- Selected passage -
##########

Palestinian-American journalist Shireen Abu Akleh was “most likely” killed by an Israeli soldier, the New York Times said Monday, as it reported the conclusion of its month-long investigation into the contested death of the Al Jazeera reporter.
But the NYT investigation also said there was no indication of the veteran Al Jazeera correspondent being personally targeted. A Palestinian Authority probe has said that an Israeli soldier deliberately shot Abu Akleh dead, a claim rejected by Israel as blatantly false.
Abu Akleh was shot and killed on May 11 during clashes between IDF troops and Palestinian gunmen, while she was covering an Israeli army operation in Jenin in the West Bank. The Jenin raid was one of a series of IDF West Bank operations in response to a wave of terror attacks against Israel that killed 19 people in the weeks before.
As IDF troops moved to arrest terror suspects, a fierce gun battle broke out with Palestinian gunmen and Abu Akleh was fatally hit.
The Times said it reconstructed the moments before and after the fatal incident using video gleaned from bystanders, journalists and security cameras. It also interviewed seven witnesses, obtained audio analysis from experts, and its reporters visited the location of Abu Akleh’s death on four occasions. The Times also said it took into consideration the Israeli military’s account of what happened.
In its report, the Times cited evidence that it said indicated that there were no armed Palestinians near Abu Akleh when she was shot.
According to the Times, two minutes passed between the last gunshots from the raging battle and the burst of 13 bullets that killed Abu Akleh, which can be heard in amateur video recorded by Jenin resident Sleem Awad. The sound of the shots were also picked up by Abu Akleh’s cameraman.
The IDF has said that if a soldier had mistakenly shot her, it was the unintended result of trying to hit a Palestinian gunman nearby.
“The Times found no evidence that the person who fired recognized Ms. Abu Akleh and targeted her personally,” according to the report. “The Times was unable to determine whether the shooter saw that she and her colleagues were wearing protective vests emblazoned with the word Press.”
Then, at 6:31 — with the raid ending and a lull in the nearby gunfight — Abu Akleh and four others clearly marked as journalists decide to walk towards the Israeli convoy, about 200 meters away. Awad video captures 6 shots. And then 7 more, also filmed by Al Jazeera. pic.twitter.com/6jXWnfQrK2
— Christiaan Triebert (@trbrtc) June 20, 2022
The NYT investigation said a total of 16 shots were fired toward a group of journalists, among them Abu Akleh, and that evidence showed the only reasonable source was a nearby Israeli convoy. An initial group of six shots was followed immediately by seven more — one of which the Times said killed Abu Akleh — and then over a minute later another three shots, the Times said, citing eyewitness Sharif al-Azab.
The Times asked two experts, Robert C. Maher, a gunfire acoustics expert at Montana State University in Bozeman, and Steven Beck, a former acoustics consultant for the FBI, to analyze recordings from Awad’s video and that of cameraman Majdi Bannoura.

##########

- Extracted records -
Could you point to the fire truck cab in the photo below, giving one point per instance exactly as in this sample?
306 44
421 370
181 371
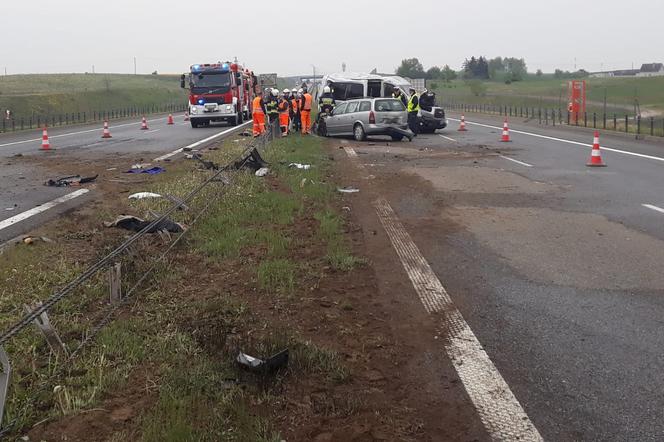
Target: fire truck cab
219 92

##########

- Exercise 1 -
In the news report, how many witnesses did the Times interview?
- Exercise 2 -
Echo the news report from "Abu Akleh was shot" up to and including "was fatally hit.".

- Expected answer 1 -
Seven.

- Expected answer 2 -
Abu Akleh was shot and killed on May 11 during clashes between IDF troops and Palestinian gunmen, while she was covering an Israeli army operation in Jenin in the West Bank. The Jenin raid was one of a series of IDF West Bank operations in response to a wave of terror attacks against Israel that killed 19 people in the weeks before.
As IDF troops moved to arrest terror suspects, a fierce gun battle broke out with Palestinian gunmen and Abu Akleh was fatally hit.